* Tarefas:
A - No trecho sobre arminianismo e calvinismo, quem deu início ao movimento de oposição à perspectiva de salvação dos reformados calvinistas?
B - Com base no trecho sobre arminianismo e calvinismo, explique em até três frases por que, na visão arminiana clássica, uma resposta inicial de fé e obediência não garante a salvação final.
C - Dê seguimento ao trecho sobre arminianismo e calvinismo a partir da última frase apresentada.

* Trecho selecionado:
Diversas denominações
evangélicas no Brasil não são adeptas da teologia reformada calvinista no que
diz respeito ao entendimento da doutrina da salvação. A soteriologia de tais
denominações reproduz ou se aproxima da teologia arminiana clássica e da
teologia wesleyana.
O calvinismo é a tradição
teológica da qual o reformador protestante João Calvino (1509-1564) é o
proponente mais famoso. Já o arminianismo clássico
é oriundo do movimento de oposição à perspectiva de salvação dos reformados
calvinistas, que foi iniciado pelo teólogo e pastor Holandês Jacó Armínio
(1569-1609).
A tradição reformada
calvinista e a tradição reformada arminiana clássica possuem diversos pontos em
comum no campo teológico, mas divergem consideravelmente acerca da doutrina da
salvação, chegando nesse aspecto ao nível da incompatibilidade. Neste artigo
daremos ênfase nas diferentes perspectivas de como a graça de Deus age sobre a
vida do perdido pecador.
Arminianos clássicos e
calvinistas concordam no fato de que o pecado afetou todos os aspectos da
personalidade humana, inclinando-nos à rebelião e ao mal, tornando-nos
completamente indispostos a nos submeter a Deus à Sua boa, perfeita e agradável
vontade. Estamos mortos em nossos delitos e pecados (Ef 2.1). Trata-se aqui da
depravação total do homem caído.
As diferenças entre os arminianos
clássicos e wesleyanos, dos pensadores calvinistas, surgem no entendimento de
como Deus trata com os pecadores nessa condição. Do ponto de vista arminiano
clássico:
[...]
Deus estende graça suficiente para todas as pessoas através do Espírito Santo,
para opor-se à influência do pecado e capacitar uma resposta positiva a Deus
(Jo 15.26-27; 16.7-11). A iniciativa aqui é inteiramente da parte de Deus; o
papel do pecador é simplesmente responder em fé e grata obediência (Lc 15; Rm
5.6-8; Ef 2.4-5; Fp 2.12-13). Todavia, os pecadores podem resistir à iniciativa
de Deus, e persistir no pecado e rebelião. Em outras palavras, a graça de Deus
capacita e encoraja uma resposta positiva e salvífica para todas as pessoas,
mas ela não determina uma resposta salvífica para ninguém (At 7.51). Além
disso, uma resposta positiva inicial de fé e obediência não garante a salvação
final de alguém. É possível iniciar um relacionamento genuíno com Deus, mas
então, posteriormente, se afastar Dele, e persistir no mal de sorte que a
pessoa, por fim, se perca (Rm 8.12-13; 11.19-22; Gl 5.21; 6.7-10; Hb 6.1-8; Ap
2.2-7).

* Dados:

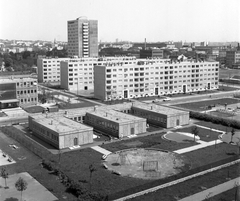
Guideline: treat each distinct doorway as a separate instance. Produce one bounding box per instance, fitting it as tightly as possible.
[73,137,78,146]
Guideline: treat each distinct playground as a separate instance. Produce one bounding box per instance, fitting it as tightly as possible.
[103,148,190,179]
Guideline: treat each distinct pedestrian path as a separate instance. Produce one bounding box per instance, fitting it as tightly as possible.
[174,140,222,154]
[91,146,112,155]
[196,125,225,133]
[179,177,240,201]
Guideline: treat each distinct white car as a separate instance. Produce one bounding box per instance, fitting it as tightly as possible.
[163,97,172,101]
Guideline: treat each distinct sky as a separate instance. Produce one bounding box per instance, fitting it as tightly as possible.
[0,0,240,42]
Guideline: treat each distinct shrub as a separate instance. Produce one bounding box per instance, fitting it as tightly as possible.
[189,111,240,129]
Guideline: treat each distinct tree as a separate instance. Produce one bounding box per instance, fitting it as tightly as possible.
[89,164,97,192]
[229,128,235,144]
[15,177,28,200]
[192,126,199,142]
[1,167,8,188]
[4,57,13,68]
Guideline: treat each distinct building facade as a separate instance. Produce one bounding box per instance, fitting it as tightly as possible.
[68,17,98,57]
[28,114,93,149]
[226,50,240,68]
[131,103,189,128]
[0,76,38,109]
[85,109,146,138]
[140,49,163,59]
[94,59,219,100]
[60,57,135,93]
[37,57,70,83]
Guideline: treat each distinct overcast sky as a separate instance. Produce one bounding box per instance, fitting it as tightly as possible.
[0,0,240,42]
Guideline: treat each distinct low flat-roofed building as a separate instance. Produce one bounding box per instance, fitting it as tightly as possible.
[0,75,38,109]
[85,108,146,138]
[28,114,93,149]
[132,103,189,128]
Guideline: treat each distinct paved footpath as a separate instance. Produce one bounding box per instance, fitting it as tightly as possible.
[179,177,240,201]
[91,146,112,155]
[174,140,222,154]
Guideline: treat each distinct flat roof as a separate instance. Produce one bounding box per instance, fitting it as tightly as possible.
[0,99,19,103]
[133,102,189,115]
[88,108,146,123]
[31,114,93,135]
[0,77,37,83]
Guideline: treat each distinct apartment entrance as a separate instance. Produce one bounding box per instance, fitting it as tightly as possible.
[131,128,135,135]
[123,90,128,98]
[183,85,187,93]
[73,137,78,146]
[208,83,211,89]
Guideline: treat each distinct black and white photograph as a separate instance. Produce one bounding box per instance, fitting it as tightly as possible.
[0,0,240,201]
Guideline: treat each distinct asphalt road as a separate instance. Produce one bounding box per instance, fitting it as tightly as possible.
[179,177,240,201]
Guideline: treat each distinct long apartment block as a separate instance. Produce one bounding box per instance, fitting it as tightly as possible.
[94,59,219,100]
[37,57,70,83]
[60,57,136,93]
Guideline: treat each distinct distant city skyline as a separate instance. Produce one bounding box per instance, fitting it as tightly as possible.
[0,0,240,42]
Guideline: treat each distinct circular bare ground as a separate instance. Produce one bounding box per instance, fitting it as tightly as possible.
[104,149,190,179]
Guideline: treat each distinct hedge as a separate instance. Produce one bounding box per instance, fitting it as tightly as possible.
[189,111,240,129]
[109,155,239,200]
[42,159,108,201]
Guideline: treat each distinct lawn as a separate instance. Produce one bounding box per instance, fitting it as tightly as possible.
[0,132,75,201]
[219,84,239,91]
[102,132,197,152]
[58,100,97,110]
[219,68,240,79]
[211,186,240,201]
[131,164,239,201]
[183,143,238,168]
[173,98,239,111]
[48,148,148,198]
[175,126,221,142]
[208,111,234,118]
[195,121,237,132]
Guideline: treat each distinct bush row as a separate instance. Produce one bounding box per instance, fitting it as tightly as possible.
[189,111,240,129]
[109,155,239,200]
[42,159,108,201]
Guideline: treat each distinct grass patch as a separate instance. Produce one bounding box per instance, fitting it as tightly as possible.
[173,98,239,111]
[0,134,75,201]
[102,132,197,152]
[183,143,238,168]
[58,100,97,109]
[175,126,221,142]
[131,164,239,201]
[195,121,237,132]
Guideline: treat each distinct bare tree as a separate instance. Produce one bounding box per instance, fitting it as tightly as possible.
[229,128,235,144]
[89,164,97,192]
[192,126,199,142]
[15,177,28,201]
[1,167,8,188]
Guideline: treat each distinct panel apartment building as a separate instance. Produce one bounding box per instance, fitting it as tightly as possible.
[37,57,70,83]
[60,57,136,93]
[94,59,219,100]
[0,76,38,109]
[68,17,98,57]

* Respostas:
A - O teólogo e pastor holandês Jacó Armínio (1569-1609).

B - Na visão arminiana clássica, é possível iniciar um relacionamento genuíno com Deus e depois se afastar Dele, persistindo no mal a ponto de a pessoa, por fim, se perder. A graça de Deus capacita e encoraja uma resposta salvífica, mas não a determina para ninguém, e os pecadores podem resistir à iniciativa divina.

C -
Passaremos a observa como
Armínio e Wesley lidaram com a graça preveniente.
A
GRAÇA PREVENIENTE NA TEOLOGIA DE ARMÍNIO
O posicionamento de Armínio
sobre a graça preveniente foi registrado em sua Declaração de Sentimentos:
Eu
atribuo à graça o começo, a continuidade e a consumação de todo bem, e a tal
ponto eu estendo sua influência, que um homem, embora regenerado, de forma
nenhuma pode conceber, desejar, nem fazer qualquer bem, nem resistir a qualquer
tentação do mal, sem esta graça preveniente e estimulante, seguinte e
cooperante. Desta declaração claramente parecerá que, de maneira nenhuma, eu
faço injustiça à graça, atribuindo, como é dito de mim, demais ao
livre-arbítrio do homem. Pois toda a controvérsia se reduz à solução desta
questão, “a graça de Deus é uma certa força irresistível”? Isto é, a
controvérsia não diz respeito àquelas ações ou operações que possam ser
atribuídas à graça, (pois eu reconheço e ensino muitas destas ações ou
operações quanto qualquer um) mas ela diz respeito unicamente ao modo de
operação, se ela é irresistível ou não. Em se tratando dessa questão, creio, de
acordo com as Escrituras, que muitas pessoas resistem ao Espírito Santo e
rejeitam a graça que é oferecida.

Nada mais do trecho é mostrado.